- [EXERCISE PROMPT]: Could you reproduce the stretch of the listing from the line containing "Target: window" through the line containing "[[[12,86],[0,86],[0,99],[12,99]]]", switching "pool water" to "pond water" and leaving everything else unchanged? Leave the pictures out.

┌─ RECORDS FOR THIS TASK

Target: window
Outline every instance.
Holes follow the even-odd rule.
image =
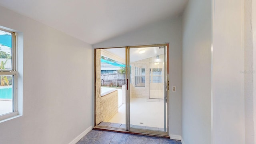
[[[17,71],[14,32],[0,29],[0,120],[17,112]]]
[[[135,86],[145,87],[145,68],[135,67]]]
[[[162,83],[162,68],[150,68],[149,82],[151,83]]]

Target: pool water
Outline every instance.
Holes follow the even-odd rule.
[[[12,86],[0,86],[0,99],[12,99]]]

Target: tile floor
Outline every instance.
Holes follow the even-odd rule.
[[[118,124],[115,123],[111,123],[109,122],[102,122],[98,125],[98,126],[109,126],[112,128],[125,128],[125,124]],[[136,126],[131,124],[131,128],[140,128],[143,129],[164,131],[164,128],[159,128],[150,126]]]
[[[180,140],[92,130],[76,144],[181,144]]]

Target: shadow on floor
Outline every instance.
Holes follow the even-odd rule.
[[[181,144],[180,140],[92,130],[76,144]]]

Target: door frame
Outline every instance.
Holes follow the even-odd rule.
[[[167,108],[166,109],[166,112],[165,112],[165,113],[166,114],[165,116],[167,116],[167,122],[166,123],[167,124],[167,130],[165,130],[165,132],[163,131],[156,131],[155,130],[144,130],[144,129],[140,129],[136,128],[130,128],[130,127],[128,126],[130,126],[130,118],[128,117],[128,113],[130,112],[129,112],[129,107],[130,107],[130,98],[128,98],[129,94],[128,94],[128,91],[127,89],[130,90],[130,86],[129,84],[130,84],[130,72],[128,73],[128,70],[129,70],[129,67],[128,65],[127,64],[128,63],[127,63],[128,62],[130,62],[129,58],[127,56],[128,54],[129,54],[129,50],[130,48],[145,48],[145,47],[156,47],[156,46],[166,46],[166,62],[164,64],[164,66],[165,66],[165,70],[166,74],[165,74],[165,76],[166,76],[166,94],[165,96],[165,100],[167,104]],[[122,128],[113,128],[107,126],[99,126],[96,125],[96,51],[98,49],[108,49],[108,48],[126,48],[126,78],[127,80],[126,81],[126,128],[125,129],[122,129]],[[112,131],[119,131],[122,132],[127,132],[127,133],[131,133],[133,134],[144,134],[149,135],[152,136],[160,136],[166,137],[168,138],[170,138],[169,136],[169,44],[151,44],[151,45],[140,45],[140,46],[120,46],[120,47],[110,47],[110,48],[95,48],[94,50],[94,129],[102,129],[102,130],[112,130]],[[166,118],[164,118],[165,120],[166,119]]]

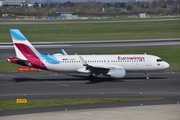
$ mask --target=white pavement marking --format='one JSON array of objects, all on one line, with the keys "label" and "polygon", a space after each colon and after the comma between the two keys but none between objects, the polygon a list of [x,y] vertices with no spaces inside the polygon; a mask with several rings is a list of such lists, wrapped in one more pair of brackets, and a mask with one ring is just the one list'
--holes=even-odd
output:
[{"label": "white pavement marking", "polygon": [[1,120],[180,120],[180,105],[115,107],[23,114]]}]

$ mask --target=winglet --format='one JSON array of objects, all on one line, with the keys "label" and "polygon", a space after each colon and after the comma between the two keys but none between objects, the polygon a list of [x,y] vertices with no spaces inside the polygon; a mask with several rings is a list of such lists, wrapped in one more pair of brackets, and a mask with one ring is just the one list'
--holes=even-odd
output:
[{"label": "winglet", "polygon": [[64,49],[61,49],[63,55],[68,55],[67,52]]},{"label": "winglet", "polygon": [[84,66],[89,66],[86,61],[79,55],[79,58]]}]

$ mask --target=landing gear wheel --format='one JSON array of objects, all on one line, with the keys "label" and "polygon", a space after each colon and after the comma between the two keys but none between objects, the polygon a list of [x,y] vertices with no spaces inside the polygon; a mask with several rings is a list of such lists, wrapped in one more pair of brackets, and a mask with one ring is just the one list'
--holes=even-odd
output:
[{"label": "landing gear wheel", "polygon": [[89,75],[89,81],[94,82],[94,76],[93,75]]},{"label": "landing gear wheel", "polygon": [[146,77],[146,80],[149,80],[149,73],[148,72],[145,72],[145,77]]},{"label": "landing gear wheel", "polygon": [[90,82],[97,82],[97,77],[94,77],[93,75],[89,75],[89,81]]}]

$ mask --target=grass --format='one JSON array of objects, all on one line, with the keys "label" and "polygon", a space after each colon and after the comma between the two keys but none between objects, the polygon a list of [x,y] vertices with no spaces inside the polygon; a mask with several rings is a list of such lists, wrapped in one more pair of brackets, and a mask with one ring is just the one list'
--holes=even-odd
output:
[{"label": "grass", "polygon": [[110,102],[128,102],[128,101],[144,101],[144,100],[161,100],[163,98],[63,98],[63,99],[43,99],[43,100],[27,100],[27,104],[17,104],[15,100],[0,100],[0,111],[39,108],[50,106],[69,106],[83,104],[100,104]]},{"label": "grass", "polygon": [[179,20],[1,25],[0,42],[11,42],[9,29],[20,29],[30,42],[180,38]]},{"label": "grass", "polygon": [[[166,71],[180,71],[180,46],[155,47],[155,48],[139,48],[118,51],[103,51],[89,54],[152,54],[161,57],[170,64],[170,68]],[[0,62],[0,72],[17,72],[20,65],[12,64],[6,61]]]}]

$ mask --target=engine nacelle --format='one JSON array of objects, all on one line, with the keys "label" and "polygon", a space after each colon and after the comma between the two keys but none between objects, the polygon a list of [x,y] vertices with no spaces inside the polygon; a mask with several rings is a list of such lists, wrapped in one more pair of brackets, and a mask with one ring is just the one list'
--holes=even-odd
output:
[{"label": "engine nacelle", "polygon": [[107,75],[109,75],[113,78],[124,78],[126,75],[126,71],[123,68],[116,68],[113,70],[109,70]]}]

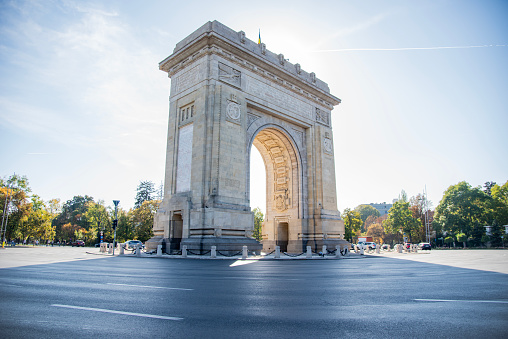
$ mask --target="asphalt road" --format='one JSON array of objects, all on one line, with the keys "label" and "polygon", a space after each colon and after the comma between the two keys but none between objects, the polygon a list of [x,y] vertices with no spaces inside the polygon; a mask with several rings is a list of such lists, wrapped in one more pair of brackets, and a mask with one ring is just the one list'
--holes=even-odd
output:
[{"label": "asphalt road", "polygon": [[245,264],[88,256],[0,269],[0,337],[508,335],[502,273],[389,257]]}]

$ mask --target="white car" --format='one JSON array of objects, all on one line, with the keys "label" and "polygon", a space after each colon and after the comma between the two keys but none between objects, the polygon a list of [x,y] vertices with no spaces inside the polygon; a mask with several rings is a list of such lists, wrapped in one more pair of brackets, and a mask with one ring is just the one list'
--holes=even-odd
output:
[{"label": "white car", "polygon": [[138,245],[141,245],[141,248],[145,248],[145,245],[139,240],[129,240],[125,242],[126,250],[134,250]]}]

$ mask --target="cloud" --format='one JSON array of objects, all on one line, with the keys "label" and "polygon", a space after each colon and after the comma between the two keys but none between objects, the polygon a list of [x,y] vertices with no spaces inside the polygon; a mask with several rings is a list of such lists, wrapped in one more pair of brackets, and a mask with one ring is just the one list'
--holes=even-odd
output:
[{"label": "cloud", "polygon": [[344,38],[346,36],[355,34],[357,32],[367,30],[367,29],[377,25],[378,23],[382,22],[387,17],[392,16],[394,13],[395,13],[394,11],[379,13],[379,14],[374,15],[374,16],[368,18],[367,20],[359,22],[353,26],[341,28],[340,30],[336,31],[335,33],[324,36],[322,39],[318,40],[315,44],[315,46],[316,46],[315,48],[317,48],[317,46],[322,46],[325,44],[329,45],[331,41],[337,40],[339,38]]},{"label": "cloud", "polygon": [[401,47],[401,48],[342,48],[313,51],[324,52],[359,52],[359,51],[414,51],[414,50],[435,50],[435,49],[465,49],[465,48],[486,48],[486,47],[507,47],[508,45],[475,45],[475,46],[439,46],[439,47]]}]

└─
┌─ RECORDS FOR THIS TASK

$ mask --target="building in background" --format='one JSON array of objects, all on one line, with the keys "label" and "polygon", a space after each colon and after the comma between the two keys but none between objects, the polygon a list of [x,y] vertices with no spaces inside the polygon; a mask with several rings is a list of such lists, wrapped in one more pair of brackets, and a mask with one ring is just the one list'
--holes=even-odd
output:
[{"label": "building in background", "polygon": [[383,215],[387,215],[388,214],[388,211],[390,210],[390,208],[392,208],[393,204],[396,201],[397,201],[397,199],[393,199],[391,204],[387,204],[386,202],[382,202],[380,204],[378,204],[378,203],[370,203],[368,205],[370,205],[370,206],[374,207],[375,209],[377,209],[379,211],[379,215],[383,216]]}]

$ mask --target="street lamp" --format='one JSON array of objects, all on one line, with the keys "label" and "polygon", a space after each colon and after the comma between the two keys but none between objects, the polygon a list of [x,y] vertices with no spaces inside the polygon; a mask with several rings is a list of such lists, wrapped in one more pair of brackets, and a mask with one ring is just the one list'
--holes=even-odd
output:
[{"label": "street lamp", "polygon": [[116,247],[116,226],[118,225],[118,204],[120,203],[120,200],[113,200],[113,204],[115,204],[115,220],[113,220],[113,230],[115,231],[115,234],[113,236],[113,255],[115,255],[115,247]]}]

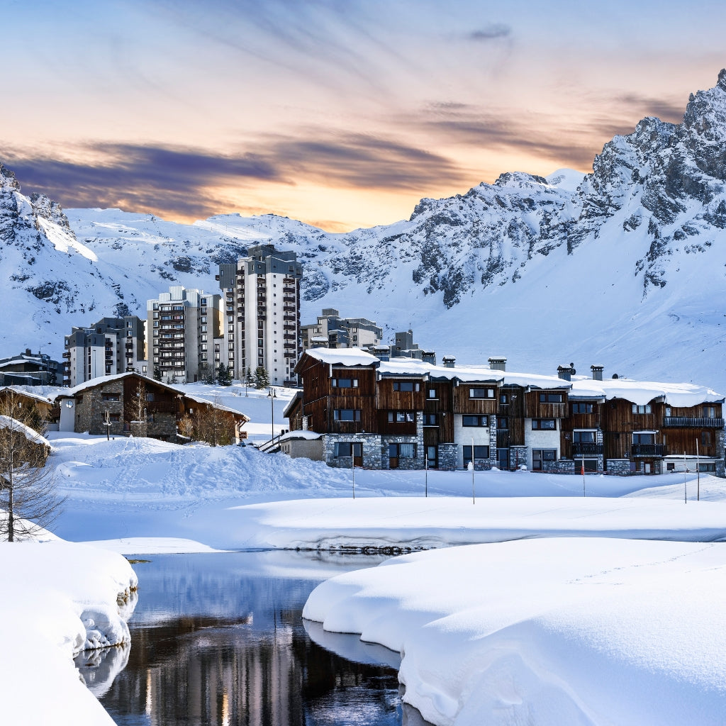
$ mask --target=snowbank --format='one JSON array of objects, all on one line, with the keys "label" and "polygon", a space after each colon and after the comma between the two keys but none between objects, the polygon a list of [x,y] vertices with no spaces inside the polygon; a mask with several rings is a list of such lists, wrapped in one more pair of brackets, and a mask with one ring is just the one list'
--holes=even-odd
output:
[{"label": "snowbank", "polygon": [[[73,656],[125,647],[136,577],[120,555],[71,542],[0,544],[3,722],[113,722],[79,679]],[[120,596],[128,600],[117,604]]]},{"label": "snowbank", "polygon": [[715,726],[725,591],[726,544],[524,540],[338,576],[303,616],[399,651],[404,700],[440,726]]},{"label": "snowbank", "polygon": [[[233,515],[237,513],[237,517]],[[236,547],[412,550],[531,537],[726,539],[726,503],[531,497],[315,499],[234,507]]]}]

└─
┌─ RECORDS FOR THIS TASK

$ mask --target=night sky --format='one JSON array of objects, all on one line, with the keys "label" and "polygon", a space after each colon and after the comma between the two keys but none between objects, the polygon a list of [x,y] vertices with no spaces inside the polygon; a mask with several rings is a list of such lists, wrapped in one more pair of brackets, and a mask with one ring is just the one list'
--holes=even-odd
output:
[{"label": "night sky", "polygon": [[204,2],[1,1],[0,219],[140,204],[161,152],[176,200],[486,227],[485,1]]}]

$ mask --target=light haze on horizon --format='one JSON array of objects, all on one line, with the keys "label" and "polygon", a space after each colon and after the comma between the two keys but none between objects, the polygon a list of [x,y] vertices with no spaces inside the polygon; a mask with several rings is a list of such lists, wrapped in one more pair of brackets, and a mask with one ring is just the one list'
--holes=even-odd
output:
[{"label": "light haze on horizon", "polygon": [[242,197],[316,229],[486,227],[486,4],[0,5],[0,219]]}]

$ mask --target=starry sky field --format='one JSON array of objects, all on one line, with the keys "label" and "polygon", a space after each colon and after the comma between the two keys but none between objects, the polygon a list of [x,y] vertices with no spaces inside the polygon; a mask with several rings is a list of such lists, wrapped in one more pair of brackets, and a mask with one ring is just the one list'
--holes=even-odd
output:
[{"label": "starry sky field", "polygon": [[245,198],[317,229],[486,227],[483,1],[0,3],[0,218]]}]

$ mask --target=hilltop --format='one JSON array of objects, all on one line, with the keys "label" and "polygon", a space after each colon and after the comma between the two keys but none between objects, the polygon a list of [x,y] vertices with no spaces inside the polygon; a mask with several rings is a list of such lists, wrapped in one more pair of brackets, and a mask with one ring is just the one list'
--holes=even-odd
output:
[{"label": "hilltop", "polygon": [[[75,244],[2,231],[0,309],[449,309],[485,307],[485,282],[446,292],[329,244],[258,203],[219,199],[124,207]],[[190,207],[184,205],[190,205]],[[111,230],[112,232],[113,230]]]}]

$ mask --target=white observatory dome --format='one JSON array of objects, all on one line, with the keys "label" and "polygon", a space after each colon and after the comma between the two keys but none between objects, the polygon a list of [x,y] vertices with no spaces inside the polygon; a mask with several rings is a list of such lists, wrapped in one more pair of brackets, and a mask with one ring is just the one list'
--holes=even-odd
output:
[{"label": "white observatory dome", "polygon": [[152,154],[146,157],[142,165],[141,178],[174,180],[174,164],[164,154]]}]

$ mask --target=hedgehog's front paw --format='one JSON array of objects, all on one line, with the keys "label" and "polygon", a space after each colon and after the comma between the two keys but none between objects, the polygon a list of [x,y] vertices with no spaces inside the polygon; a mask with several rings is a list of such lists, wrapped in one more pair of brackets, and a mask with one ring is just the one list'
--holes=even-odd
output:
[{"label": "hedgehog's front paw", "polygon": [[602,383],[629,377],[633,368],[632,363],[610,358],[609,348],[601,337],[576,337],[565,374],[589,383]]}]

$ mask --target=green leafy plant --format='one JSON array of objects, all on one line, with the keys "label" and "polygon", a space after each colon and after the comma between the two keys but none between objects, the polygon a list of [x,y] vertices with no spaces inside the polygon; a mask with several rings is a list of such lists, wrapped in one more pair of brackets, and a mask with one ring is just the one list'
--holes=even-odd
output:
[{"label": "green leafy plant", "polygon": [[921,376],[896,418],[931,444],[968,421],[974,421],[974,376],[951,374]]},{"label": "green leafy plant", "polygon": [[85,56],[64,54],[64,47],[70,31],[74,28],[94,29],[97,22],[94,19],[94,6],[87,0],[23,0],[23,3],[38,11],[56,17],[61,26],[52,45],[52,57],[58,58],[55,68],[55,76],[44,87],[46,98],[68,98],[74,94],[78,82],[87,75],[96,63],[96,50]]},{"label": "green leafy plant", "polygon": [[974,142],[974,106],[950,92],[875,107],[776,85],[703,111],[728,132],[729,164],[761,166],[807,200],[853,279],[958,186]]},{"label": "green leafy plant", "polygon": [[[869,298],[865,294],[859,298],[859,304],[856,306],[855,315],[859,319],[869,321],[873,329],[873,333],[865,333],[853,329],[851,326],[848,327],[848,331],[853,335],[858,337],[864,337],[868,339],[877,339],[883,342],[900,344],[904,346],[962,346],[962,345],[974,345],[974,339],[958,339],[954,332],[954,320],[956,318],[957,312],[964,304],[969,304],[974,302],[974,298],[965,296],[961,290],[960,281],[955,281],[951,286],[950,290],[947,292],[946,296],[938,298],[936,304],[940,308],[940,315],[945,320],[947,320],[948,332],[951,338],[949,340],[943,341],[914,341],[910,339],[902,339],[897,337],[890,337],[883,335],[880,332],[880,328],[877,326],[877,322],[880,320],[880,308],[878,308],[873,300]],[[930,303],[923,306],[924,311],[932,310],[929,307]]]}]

└─

- [WRITTEN REPLY]:
Target: window
Outline every instance.
Holes follow the even-odd rule.
image =
[[[17,71],[14,32],[0,29],[0,120],[17,112]]]
[[[135,86],[145,87],[145,68],[135,67]]]
[[[162,83],[162,68],[150,68],[149,82],[151,83]]]

Target: pond water
Outline every instance.
Holes follow the even-odd rule.
[[[12,86],[0,86],[0,99],[12,99]]]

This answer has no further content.